*** Trecho do documento ***
Assim, com todos os locais sabendo, foi questão de tempo até a dona da pensão descobrir que ele estava doente. Contraditoriamente ela sente pena dele e eles acabam se envolvendo. As cenas com ela funcionam como reflexão da necessidade do cowboy precisar uma hora se aposentar, algo que ele não poderá fazer. São cenas não tão românticas quanto são filosóficas. 



A aproximação entre os dois desperta certa admiração do filho da dona da pensão por Wayne. O problema é que ele é um pistoleiro, um bandido, e logo seu legado não é algo positivo para se deixar. Aqui temos uma reflexão do porquê ele não tinha família, filhos e esposa: o legado dos cowboys era algo negativo pelo histórico de violência, que como em Shane, ninguém quer deixar para seu filho. Isso levou a uma vida de solidão, onde não há raízes para ficar no final da vida.
***
## Atividades
A) Que obra o trecho cita ao comentar o legado negativo dos cowboys?
B) Por favor, indique se cada afirmação concorda com o trecho, respondendo sim ou não e citando as palavras dele que decidem a resposta: (i) A dona da pensão sente pena do pistoleiro. (ii) As cenas com a dona da pensão são mais românticas do que filosóficas. (iii) O pistoleiro tinha esposa e filhos.
As linhas a seguir não têm relação com o trecho.
*** Amostras de dados ***
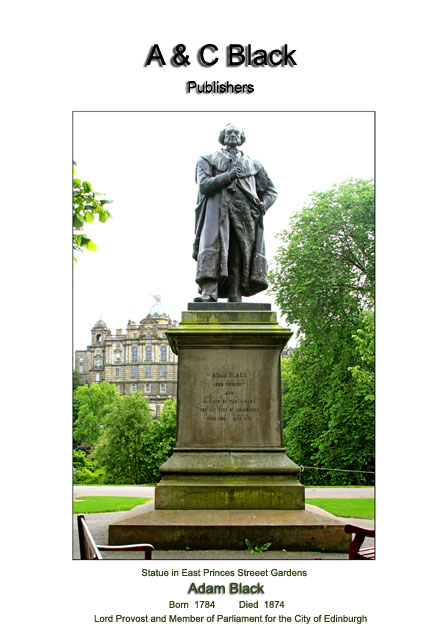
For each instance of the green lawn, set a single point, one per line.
(104, 504)
(346, 507)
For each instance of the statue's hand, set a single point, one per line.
(235, 172)
(261, 207)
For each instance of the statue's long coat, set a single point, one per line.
(222, 204)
***
## Respostas escritas
A) Shane.

B)
(i) Sim: "Contraditoriamente ela sente pena dele".
(ii) Não: "São cenas não tão românticas quanto são filosóficas."
(iii) Não: "ele não tinha família, filhos e esposa".